■ **TASK 1**
Say whether each statement agrees with the passage, answering yes or no and quoting the words that decide it. (a) Ten years ago the writer drove a company car. (b) Five years ago the writer was a full-time employee at the largest tech company in the US. (c) The writer attended church regularly.
■ **TASK 2**
Report every line of the listing that contains the word "forested".

■ **PASSAGE**

□ □ □ □

Ten years ago, I was a marketing executive in the largest beverage company in the world. I traveled the country, drove a company car and lived in a townhouse tucked in the historic area of small town. The money gave me upward mobility, but I wasn’t happy. Being a single black man thriving in Corporate America; society had no sympathy for my unhappiness. I had it made, right?

Wrong.

I wanted to be creative on my own terms, without a brand team or sales goals. My church attendance was sporadic at best.  I tried to fill that void with gadgets, travel and people; while justifying it with long distance relationships, work stress and trying to maintain the perception that I was living the dream.
Five years, ago, I was a contractor/consultant at the largest tech company in the US. I toggled between telecommuting and going into the office. There was no company car — I caught the bus to work. I made a decent living, but now I was married and trying to lead a blended family of children and in-laws. I was broken and still didn’t feel connected. It was another flavor of unhappiness. Being a married black man with a wife and kids, living and working in a major city; those struggling had no sympathy for my unhappiness. I had a great family on the outside, right?

□ □ □ □

■ **DATASET CONTENT**
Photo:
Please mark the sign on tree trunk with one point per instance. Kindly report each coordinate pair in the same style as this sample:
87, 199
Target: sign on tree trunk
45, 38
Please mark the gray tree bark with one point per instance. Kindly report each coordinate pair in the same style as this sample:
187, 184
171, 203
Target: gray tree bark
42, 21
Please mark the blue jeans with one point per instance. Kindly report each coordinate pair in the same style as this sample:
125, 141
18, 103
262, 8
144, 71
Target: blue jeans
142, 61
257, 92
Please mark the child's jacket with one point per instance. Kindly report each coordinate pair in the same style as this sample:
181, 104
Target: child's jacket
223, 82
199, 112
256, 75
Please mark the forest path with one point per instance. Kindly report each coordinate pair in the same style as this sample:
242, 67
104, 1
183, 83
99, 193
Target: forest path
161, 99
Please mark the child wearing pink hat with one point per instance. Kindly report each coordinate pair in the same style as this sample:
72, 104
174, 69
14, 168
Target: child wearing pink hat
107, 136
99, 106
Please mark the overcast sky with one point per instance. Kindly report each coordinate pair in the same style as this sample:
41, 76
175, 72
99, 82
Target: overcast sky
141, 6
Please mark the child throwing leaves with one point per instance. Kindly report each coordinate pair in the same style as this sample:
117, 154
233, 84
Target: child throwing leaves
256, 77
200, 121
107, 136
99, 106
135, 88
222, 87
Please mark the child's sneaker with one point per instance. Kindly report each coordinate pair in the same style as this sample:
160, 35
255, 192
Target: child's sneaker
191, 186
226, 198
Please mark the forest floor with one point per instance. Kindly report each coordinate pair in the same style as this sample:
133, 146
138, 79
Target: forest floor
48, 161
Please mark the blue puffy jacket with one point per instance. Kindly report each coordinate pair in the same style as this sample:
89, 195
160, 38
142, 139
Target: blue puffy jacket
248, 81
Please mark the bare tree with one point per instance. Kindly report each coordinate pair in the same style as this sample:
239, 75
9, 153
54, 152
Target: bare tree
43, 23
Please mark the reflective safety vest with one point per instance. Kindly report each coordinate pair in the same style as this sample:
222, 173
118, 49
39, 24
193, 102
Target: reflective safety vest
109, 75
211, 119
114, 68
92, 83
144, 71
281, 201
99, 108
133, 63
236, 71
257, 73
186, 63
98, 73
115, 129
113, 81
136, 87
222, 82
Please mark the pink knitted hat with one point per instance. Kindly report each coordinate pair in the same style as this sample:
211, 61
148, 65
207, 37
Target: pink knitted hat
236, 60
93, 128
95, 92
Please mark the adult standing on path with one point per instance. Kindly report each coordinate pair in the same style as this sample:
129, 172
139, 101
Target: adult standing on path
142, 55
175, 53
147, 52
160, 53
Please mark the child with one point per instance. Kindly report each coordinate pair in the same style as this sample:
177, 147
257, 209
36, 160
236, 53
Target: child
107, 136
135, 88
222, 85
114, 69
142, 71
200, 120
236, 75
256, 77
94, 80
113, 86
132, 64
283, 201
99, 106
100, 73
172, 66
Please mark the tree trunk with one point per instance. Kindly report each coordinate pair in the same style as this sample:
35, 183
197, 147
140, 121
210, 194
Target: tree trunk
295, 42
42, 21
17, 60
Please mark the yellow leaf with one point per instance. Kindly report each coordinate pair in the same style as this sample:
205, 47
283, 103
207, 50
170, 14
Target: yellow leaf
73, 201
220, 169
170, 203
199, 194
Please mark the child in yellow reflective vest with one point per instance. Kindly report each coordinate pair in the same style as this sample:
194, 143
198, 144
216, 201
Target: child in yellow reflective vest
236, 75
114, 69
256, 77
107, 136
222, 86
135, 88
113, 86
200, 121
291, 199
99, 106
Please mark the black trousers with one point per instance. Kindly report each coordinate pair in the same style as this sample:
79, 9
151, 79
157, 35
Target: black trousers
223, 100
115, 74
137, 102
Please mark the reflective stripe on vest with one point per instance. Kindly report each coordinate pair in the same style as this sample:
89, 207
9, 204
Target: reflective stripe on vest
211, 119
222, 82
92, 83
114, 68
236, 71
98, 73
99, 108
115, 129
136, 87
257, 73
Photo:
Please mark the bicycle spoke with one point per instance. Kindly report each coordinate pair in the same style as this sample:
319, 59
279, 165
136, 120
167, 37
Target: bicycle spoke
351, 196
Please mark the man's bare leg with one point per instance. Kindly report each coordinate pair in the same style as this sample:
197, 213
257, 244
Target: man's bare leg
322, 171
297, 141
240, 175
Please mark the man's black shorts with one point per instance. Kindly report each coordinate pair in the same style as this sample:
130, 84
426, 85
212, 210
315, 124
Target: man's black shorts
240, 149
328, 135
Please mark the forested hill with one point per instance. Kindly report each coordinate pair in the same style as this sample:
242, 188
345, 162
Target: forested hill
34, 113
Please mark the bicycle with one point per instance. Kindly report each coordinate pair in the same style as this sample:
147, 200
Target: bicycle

□ □ □ □

■ **EXERCISE OUTPUT 1**
(a) Yes: "drove a company car"
(b) No: "I was a contractor/consultant at the largest tech company in the US"
(c) No: "My church attendance was sporadic at best."

■ **EXERCISE OUTPUT 2**
Please mark the forested hill with one point per instance. Kindly report each coordinate pair in the same style as this sample:
Target: forested hill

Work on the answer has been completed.